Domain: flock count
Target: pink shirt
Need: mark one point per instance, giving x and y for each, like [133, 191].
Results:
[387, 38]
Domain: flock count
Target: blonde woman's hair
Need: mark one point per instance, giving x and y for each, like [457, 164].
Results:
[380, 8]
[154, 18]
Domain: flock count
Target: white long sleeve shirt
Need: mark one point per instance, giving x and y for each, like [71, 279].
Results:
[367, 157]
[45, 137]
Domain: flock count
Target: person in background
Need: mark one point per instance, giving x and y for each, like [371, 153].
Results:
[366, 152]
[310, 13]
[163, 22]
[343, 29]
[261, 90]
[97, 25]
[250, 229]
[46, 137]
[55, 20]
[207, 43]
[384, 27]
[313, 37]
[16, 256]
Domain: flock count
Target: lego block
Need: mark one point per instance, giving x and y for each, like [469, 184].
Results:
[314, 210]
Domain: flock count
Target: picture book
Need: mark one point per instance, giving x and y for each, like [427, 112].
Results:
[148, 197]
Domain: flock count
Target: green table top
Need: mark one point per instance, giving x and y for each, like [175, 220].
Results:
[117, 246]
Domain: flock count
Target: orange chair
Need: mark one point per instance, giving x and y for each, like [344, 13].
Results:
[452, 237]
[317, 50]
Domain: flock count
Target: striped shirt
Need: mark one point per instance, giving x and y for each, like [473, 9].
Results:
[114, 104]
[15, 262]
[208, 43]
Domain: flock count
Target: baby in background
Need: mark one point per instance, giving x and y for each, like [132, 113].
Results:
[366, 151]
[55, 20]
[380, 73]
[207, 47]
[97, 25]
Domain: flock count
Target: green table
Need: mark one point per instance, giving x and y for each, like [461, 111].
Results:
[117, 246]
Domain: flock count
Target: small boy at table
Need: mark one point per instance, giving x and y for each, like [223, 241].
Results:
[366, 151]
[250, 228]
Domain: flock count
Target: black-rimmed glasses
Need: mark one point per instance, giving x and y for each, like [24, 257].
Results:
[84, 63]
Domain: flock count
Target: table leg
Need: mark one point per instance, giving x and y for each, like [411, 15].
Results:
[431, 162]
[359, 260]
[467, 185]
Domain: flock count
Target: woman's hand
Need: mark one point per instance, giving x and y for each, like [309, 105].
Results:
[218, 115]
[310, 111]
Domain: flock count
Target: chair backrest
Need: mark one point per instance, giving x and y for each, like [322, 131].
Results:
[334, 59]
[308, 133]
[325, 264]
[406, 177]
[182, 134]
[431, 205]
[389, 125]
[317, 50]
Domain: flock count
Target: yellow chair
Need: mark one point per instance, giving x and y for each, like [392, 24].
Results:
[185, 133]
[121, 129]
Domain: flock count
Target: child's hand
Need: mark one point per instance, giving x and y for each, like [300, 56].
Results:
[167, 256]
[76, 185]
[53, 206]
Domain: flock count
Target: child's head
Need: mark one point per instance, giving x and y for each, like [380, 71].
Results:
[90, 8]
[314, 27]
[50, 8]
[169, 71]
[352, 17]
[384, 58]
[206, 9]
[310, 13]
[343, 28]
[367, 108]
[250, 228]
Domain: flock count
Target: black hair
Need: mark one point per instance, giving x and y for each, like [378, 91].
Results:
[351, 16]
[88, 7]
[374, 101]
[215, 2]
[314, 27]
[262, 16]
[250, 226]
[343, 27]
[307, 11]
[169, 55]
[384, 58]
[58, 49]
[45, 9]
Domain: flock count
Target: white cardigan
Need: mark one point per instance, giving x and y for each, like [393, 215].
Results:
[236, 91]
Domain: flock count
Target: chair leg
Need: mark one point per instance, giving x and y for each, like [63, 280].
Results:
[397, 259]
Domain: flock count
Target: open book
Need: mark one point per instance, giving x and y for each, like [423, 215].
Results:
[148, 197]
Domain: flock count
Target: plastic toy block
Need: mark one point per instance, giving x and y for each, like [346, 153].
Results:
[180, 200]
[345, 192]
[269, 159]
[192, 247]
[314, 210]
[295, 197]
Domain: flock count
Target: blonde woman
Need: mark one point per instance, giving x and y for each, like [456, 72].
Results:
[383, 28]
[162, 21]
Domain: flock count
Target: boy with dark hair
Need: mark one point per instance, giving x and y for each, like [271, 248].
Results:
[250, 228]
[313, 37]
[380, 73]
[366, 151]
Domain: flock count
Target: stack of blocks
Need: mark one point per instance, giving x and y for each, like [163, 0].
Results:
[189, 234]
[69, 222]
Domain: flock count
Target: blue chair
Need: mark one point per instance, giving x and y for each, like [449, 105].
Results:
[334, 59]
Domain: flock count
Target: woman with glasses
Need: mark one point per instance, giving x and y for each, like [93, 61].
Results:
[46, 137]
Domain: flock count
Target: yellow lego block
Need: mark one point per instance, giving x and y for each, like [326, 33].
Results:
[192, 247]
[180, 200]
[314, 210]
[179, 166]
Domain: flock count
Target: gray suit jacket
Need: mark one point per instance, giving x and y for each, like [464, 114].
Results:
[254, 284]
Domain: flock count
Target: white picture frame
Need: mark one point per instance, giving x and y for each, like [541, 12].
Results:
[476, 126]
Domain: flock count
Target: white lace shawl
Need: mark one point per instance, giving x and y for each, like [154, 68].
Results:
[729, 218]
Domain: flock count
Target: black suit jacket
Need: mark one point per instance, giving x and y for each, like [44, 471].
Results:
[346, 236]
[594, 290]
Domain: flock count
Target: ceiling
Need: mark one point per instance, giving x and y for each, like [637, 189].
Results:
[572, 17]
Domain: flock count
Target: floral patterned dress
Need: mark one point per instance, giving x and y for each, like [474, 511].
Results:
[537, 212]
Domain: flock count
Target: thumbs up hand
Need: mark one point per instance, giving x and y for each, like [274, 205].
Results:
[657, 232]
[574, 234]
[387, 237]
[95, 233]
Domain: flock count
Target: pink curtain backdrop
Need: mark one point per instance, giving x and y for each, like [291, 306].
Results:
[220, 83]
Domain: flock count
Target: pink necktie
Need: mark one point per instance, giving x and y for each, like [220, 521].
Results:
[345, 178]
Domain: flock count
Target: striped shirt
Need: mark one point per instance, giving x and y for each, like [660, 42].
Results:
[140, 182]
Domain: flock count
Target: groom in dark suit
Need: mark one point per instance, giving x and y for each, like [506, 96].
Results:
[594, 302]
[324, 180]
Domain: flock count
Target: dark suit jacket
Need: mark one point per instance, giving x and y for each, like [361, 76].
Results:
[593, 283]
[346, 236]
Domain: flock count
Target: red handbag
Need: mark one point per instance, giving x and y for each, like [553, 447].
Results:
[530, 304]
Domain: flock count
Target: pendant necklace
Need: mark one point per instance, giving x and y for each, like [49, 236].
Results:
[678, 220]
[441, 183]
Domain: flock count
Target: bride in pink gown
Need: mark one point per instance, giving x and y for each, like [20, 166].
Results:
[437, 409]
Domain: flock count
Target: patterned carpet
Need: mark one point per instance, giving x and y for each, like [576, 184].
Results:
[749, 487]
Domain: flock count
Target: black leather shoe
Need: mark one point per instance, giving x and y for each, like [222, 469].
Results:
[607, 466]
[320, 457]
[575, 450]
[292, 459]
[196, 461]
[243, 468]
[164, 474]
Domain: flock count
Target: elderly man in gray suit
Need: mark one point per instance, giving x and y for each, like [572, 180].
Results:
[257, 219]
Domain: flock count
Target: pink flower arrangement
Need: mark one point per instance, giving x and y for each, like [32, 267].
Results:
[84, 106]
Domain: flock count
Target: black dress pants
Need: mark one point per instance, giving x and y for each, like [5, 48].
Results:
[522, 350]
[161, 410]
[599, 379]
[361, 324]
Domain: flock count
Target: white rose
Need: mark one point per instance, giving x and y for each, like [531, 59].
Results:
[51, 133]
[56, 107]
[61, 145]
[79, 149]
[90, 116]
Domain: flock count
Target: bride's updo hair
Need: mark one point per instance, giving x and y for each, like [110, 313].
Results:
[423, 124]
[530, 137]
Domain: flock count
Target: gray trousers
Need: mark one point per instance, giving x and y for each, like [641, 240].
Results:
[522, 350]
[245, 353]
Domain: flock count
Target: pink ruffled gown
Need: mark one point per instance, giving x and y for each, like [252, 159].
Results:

To be done: Show every line of the records that contains the string "gray". Matching is case-sensitive.

Output of the task:
Target: gray suit jacket
Target: elderly man in gray suit
Target: gray trousers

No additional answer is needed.